■ YOUR GOAL ■
Print the rows below word for word, starting with the line with "Query: green tool cabinet" and going on through the line with "27L172 26L172 24L170".

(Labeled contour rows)
-------
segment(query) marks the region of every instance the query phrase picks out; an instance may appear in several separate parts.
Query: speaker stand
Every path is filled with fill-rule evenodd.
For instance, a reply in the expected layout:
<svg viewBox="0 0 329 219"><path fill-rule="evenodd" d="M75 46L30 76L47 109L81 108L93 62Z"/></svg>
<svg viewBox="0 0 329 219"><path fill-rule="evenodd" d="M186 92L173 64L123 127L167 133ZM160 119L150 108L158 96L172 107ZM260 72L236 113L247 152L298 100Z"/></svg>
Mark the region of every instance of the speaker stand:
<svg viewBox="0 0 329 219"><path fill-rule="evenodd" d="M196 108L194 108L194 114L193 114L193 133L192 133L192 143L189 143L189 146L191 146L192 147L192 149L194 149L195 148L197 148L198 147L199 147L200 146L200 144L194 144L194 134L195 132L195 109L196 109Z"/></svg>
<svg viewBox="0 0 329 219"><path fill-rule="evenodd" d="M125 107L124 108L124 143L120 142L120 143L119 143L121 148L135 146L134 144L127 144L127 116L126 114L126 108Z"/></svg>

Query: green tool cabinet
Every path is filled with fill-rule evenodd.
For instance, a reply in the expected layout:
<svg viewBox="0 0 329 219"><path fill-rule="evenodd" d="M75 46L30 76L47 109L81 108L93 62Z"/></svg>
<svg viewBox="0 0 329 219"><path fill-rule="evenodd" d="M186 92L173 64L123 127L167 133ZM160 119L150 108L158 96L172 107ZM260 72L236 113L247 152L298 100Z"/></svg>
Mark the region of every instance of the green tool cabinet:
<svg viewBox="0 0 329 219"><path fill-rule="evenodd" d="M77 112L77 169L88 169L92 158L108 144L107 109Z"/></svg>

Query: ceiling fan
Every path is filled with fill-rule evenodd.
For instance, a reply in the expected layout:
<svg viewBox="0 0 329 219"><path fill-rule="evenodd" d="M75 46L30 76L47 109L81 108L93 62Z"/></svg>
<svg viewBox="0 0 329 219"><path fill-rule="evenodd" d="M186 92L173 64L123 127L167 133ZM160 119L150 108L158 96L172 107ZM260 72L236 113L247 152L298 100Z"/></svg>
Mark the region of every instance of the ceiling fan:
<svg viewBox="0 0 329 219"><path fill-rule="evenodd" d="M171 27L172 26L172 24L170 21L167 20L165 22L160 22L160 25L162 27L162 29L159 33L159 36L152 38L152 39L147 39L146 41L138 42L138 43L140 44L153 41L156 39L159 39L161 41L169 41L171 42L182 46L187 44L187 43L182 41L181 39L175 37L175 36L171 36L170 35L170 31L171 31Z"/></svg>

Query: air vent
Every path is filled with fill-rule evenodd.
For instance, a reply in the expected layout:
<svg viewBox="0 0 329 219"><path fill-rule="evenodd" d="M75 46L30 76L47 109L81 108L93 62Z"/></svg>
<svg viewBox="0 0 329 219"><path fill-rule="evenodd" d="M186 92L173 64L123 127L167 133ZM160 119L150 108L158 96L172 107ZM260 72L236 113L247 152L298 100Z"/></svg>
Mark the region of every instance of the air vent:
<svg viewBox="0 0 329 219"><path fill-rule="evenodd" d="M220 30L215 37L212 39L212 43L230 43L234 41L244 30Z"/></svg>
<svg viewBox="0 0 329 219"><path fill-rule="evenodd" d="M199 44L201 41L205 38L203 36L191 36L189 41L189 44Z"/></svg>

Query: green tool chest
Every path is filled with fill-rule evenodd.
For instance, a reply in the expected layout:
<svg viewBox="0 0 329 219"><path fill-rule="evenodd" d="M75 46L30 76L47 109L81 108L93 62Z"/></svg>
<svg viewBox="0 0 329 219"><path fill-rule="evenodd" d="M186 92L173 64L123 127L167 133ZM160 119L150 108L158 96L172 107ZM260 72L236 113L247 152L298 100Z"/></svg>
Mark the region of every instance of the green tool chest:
-------
■ WRITTEN RESPONSE ■
Query: green tool cabinet
Every path is filled with fill-rule evenodd.
For instance, a reply in the expected layout:
<svg viewBox="0 0 329 219"><path fill-rule="evenodd" d="M75 46L30 76L47 109L81 108L93 62Z"/></svg>
<svg viewBox="0 0 329 219"><path fill-rule="evenodd" d="M186 92L173 64L123 127L167 133ZM160 119L150 108L158 96L172 107ZM260 72L236 113L247 152L298 100Z"/></svg>
Mark the region of every instance of the green tool cabinet:
<svg viewBox="0 0 329 219"><path fill-rule="evenodd" d="M77 112L77 169L88 169L92 158L108 144L107 109Z"/></svg>

Query: ceiling fan
Every path is filled with fill-rule evenodd.
For instance, a reply in the expected layout:
<svg viewBox="0 0 329 219"><path fill-rule="evenodd" d="M75 46L30 76L47 109L81 108L93 62Z"/></svg>
<svg viewBox="0 0 329 219"><path fill-rule="evenodd" d="M186 92L173 64L123 127L167 133ZM160 119L150 108L158 96L172 107ZM260 72L236 113L247 152L298 100Z"/></svg>
Mark the region of every instance of the ceiling fan:
<svg viewBox="0 0 329 219"><path fill-rule="evenodd" d="M171 27L172 26L172 24L170 21L167 20L165 22L160 22L160 25L162 27L162 29L159 33L159 36L152 38L152 39L147 39L146 41L138 42L138 43L140 44L153 41L156 39L159 39L161 41L169 41L171 42L182 46L187 44L187 43L182 41L181 39L175 37L175 36L171 36L170 35L170 31L171 31Z"/></svg>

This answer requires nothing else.